> **Set exercise**: Can you reproduce every one of the following lines word for word, with nothing changed?

> **Coordinate annotation records**:
↓↓↓
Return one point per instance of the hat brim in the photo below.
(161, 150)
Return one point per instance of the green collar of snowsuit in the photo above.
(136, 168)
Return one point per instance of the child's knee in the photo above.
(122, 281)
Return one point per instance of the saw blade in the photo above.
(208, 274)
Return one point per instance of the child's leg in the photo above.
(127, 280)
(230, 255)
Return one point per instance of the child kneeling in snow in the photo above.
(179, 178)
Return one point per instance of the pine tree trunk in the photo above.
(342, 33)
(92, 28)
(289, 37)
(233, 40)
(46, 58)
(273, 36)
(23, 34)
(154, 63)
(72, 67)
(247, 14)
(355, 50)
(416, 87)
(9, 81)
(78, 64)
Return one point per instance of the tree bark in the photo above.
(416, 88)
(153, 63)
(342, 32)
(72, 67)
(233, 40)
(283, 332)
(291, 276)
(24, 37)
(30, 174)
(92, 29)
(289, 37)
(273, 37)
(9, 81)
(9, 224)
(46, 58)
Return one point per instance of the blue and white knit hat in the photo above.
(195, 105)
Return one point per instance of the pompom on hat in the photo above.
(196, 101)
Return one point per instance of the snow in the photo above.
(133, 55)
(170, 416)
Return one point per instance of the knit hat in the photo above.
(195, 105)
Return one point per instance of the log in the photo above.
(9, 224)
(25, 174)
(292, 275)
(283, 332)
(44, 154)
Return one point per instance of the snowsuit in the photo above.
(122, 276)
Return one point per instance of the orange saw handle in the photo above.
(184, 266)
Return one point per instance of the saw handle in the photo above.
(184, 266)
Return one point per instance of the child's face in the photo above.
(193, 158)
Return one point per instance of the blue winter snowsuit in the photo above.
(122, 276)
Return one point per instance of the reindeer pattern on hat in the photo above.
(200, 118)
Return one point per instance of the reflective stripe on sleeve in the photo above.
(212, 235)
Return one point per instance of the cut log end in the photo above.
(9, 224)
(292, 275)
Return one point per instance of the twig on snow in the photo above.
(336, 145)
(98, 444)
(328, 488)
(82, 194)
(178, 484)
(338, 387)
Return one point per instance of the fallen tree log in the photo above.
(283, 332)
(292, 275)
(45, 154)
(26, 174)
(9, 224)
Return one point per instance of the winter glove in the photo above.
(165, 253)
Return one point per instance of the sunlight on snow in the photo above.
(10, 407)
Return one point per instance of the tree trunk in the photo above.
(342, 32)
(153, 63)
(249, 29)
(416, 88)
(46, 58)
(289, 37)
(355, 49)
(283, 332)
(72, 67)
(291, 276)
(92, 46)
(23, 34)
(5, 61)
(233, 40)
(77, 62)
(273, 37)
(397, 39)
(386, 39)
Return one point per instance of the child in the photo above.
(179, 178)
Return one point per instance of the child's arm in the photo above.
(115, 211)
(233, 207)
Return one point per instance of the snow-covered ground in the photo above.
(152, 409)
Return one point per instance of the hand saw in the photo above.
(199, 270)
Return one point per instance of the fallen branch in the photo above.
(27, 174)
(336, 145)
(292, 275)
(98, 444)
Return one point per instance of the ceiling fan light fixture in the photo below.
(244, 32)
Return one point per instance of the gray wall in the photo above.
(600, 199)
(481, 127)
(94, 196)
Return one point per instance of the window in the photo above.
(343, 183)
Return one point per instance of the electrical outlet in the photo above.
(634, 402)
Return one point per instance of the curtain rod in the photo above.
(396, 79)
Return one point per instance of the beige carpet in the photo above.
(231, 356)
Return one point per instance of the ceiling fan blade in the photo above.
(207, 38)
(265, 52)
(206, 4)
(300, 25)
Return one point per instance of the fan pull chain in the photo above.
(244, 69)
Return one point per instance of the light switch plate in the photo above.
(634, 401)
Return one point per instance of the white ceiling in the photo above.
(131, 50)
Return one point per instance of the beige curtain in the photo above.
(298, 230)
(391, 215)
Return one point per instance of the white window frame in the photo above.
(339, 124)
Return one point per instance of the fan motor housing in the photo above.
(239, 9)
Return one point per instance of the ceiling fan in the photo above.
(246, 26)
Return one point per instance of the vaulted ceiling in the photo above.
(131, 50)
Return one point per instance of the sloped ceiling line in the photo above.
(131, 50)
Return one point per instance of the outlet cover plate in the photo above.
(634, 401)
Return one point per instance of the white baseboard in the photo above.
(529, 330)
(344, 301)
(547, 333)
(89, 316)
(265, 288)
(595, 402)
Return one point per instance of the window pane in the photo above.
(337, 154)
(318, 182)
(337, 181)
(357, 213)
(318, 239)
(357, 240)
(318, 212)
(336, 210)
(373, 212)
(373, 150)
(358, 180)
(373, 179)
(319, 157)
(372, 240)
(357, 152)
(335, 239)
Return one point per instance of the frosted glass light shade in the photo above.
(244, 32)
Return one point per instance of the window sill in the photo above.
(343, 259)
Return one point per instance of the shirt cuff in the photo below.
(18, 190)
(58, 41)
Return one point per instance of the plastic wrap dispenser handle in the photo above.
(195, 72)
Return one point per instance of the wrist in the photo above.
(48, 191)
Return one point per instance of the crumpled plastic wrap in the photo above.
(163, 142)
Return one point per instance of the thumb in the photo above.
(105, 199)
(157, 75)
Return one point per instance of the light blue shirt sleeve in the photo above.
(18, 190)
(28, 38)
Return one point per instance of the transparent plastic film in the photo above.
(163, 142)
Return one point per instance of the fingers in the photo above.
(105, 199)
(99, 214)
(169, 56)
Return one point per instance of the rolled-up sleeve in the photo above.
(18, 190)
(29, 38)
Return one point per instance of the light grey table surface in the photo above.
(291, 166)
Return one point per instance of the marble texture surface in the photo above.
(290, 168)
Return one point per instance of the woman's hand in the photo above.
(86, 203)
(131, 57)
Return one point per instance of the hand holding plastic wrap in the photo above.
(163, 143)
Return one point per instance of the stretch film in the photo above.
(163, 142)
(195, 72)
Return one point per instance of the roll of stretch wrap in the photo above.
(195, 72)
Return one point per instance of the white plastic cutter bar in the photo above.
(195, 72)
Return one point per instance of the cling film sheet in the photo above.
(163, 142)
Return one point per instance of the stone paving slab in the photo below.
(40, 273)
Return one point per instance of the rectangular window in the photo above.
↑↑↑
> **Completed task**:
Return one point per instance of the hat brim in the photo below.
(161, 150)
Return one point per instance of the green collar of snowsuit in the photo above.
(136, 168)
Return one point per instance of the child's knee in the photo above.
(122, 281)
Return one point per instance of the saw blade in the photo above.
(208, 274)
Return one point per instance of the child's leg in the photo above.
(127, 280)
(230, 255)
Return one point per instance of the child kneeling in snow in the photo above.
(179, 178)
Return one point per instance of the pine tree trunk in the photo above.
(342, 33)
(92, 28)
(289, 37)
(233, 40)
(46, 58)
(273, 36)
(23, 34)
(154, 63)
(72, 67)
(247, 14)
(355, 50)
(416, 87)
(9, 81)
(78, 64)
Return one point per instance of the tree bark in the photo above.
(416, 88)
(153, 63)
(342, 32)
(72, 67)
(233, 40)
(283, 332)
(291, 276)
(24, 37)
(30, 174)
(92, 29)
(289, 37)
(273, 37)
(9, 81)
(9, 224)
(46, 58)
Return one point per instance of the blue and white knit hat in the photo above.
(195, 105)
Return one point per instance of the pompom on hat in the photo above.
(196, 101)
Return one point per instance of the snow in the photo above.
(133, 55)
(170, 416)
Return one point per instance of the knit hat in the photo above.
(195, 105)
Return one point per instance of the log in the photo above.
(9, 224)
(25, 174)
(292, 275)
(283, 332)
(44, 154)
Return one point per instance of the snowsuit in the photo above.
(122, 276)
Return one point per instance of the orange saw handle in the photo above.
(184, 266)
Return one point per instance of the saw handle in the photo above.
(184, 266)
Return one point per instance of the child's face in the photo above.
(193, 158)
Return one point per instance of the blue winter snowsuit in the photo above.
(122, 276)
Return one point per instance of the reindeer pattern on hat in the photo above.
(200, 118)
Return one point per instance of the reflective stripe on sleeve in the photo above.
(212, 235)
Return one point per instance of the cut log end in the photo above.
(9, 224)
(292, 275)
Return one point per instance of the twig on snow in the photo above.
(336, 145)
(98, 444)
(328, 488)
(82, 194)
(178, 484)
(338, 387)
Return one point per instance of the fallen tree log in the photo above.
(283, 332)
(292, 275)
(45, 154)
(26, 174)
(9, 224)
Return one point per instance of the winter glove in the photo above.
(165, 253)
Return one point per instance of the sunlight on snow in the photo above.
(10, 407)
Return one point per instance of the tree trunk in the photo above.
(342, 32)
(153, 63)
(249, 29)
(416, 88)
(46, 58)
(289, 37)
(355, 49)
(283, 332)
(72, 67)
(291, 276)
(92, 46)
(23, 34)
(5, 61)
(233, 40)
(77, 62)
(273, 37)
(397, 39)
(386, 39)
Return one point per instance of the child in the photo above.
(179, 178)
Return one point per instance of the child's arm in the photo above.
(115, 211)
(233, 207)
Return one point per instance of the snow-covered ground in the photo above.
(152, 409)
Return one point per instance of the hand saw in the photo above.
(199, 270)
Return one point per instance of the fallen branch in the photo above.
(27, 174)
(336, 145)
(292, 275)
(98, 444)
Return one point per instance of the ceiling fan light fixture in the photo below.
(244, 32)
Return one point per instance of the gray wall in the photo above.
(600, 199)
(481, 127)
(94, 196)
Return one point per instance of the window in the photo above.
(343, 183)
Return one point per instance of the electrical outlet in the photo above.
(634, 402)
Return one point per instance of the curtain rod in the photo above.
(396, 79)
Return one point per instance of the beige carpet in the photo above.
(231, 356)
Return one point per instance of the ceiling fan blade in the photo above.
(207, 38)
(265, 52)
(206, 4)
(300, 25)
Return one point per instance of the fan pull chain in the photo above.
(244, 69)
Return one point per instance of the light switch plate in the photo above.
(634, 401)
Return one point per instance of the white ceiling in the photo above.
(131, 50)
Return one point per instance of the beige curtain in the photo above.
(298, 230)
(391, 215)
Return one point per instance of the white window frame in the photo above.
(339, 124)
Return one point per instance of the fan motor housing in the photo above.
(239, 9)
Return one point per instance of the ceiling fan in the photo above.
(246, 26)
Return one point per instance of the vaulted ceiling in the photo above.
(131, 50)
Return one point per instance of the sloped ceiling line in the photo above.
(131, 50)
Return one point per instance of the outlet cover plate in the photo above.
(634, 401)
Return one point per instance of the white baseboard in the photo above.
(529, 330)
(344, 301)
(547, 333)
(89, 316)
(265, 288)
(595, 402)
Return one point per instance of the window pane in the photo above.
(337, 154)
(318, 182)
(337, 181)
(357, 213)
(318, 239)
(357, 240)
(318, 212)
(336, 210)
(373, 212)
(373, 150)
(358, 180)
(373, 179)
(319, 157)
(372, 240)
(357, 152)
(335, 239)
Return one point per instance of the frosted glass light shade in the photo above.
(244, 32)
Return one point per instance of the window sill in the photo above.
(343, 259)
Return one point per instance of the shirt cuff in the photo below.
(18, 190)
(58, 41)
Return one point per instance of the plastic wrap dispenser handle in the photo above.
(195, 72)
Return one point per instance of the wrist in the photo above.
(48, 191)
Return one point per instance of the crumpled plastic wrap in the photo above.
(163, 142)
Return one point per instance of the thumb in the photo above.
(105, 199)
(157, 75)
Return one point per instance of the light blue shirt sleeve in the photo above.
(18, 190)
(28, 38)
Return one point per instance of the transparent plastic film in the photo above.
(163, 142)
Return one point per instance of the fingers in the photo above.
(105, 199)
(99, 214)
(169, 56)
Return one point per instance of the rolled-up sleeve in the photo above.
(18, 190)
(29, 38)
Return one point per instance of the light grey table surface in the photo above.
(291, 166)
Return one point per instance of the marble texture surface in the photo above.
(290, 168)
Return one point per instance of the woman's hand in the photo above.
(86, 203)
(131, 57)
Return one point per instance of the hand holding plastic wrap in the photo above.
(163, 143)
Return one point per instance of the stretch film in the photo above.
(163, 142)
(195, 72)
Return one point per instance of the roll of stretch wrap in the photo above.
(195, 72)
Return one point per instance of the white plastic cutter bar in the photo above.
(195, 72)
Return one point per instance of the cling film sheet in the photo above.
(163, 142)
Return one point per instance of the stone paving slab in the photo below.
(40, 273)
Return one point per instance of the rectangular window in the photo above.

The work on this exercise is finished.